Text section:
+---+

If you interact with the internet … the typical methods of communication today betray you silently, quietly, invisibly, at every click. At every page that you land on, information is being stolen. It’s being collected, intercepted, analyzed, and stored by governments, foreign and domestic, and by companies. You can reduce this by taking a few key steps. Basic things. If information is being collected about you, make sure it’s being done in a voluntary way.
For example, if you use browser plugins like HTTPS Everywhere by EFF, you can try to enforce secure encrypted communications so your data is not being passed in transit electronically naked.
Lee: Do you think people should use adblock software?
Snowden: Yes.
Everybody should be running adblock software, if only from a safety perspective …
We’ve seen internet providers like Comcast, AT&T, or whoever it is, insert their own ads into your plaintext http connections. … As long as service providers are serving ads with active content that require the use of Javascript to display, that have some kind of active content like Flash embedded in it, anything that can be a vector for attack in your web browser — you should be actively trying to block these. Because if the service provider is not working to protect the sanctity of the relationship between reader and publisher, you have not just a right but a duty to take every effort to protect yourself in response.

+---+

Stated exercise 1: Rewrite the privacy passage, beginning at the words "If you interact" and stopping after "use adblock software?", with "browser plugins" changed to "browser extensions".
Stated exercise 2: Based on the privacy passage, answer yes or no to each statement and quote the words that decide it: (a) Snowden says everyone should run adblock software. (b) The passage says only governments collect information from web pages. (c) The passage says internet providers have inserted their own ads into plaintext http connections.
These rows come from a separate source.

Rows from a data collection
+---+

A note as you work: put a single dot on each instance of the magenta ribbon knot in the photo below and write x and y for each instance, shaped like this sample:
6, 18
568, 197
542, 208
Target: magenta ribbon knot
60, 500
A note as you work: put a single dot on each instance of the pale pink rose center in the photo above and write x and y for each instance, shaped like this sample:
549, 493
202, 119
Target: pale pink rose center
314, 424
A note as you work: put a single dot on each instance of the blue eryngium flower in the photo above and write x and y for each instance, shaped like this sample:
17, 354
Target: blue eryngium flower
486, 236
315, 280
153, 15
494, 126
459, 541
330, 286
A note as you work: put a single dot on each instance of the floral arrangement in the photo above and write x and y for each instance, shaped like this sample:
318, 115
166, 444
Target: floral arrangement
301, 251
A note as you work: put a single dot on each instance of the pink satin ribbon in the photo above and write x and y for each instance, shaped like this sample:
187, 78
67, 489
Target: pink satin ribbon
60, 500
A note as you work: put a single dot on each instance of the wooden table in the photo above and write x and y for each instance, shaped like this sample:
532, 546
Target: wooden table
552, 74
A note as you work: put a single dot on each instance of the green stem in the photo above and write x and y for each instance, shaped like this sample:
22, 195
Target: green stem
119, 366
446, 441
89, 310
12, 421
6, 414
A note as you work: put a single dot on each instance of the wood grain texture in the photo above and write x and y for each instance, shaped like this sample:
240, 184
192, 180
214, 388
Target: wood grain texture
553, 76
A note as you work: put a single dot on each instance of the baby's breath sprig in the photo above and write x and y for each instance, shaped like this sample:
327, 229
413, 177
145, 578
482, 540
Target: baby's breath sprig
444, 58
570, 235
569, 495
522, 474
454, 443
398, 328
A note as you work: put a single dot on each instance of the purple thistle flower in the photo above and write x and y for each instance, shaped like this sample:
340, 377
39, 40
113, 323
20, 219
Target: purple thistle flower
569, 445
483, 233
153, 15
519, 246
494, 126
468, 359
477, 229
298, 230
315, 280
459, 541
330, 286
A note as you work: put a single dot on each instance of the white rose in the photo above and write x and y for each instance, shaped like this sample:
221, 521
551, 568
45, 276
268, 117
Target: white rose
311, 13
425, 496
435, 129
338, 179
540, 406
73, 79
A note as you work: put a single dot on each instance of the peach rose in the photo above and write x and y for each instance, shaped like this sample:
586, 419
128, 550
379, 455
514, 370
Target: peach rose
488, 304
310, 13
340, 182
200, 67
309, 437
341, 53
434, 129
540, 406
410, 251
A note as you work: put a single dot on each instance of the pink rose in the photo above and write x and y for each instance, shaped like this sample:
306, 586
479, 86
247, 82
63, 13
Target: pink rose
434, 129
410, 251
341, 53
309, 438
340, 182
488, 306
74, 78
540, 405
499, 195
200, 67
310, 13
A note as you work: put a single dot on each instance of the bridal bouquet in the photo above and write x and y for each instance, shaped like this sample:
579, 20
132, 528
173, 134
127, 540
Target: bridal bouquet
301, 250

+---+

Task answer 1:
If you interact with the internet … the typical methods of communication today betray you silently, quietly, invisibly, at every click. At every page that you land on, information is being stolen. It’s being collected, intercepted, analyzed, and stored by governments, foreign and domestic, and by companies. You can reduce this by taking a few key steps. Basic things. If information is being collected about you, make sure it’s being done in a voluntary way.
For example, if you use browser extensions like HTTPS Everywhere by EFF, you can try to enforce secure encrypted communications so your data is not being passed in transit electronically naked.
Lee: Do you think people should use adblock software?

Task answer 2:
(a) Yes: "Everybody should be running adblock software"
(b) No: "by governments, foreign and domestic, and by companies"
(c) Yes: "insert their own ads into your plaintext http connections"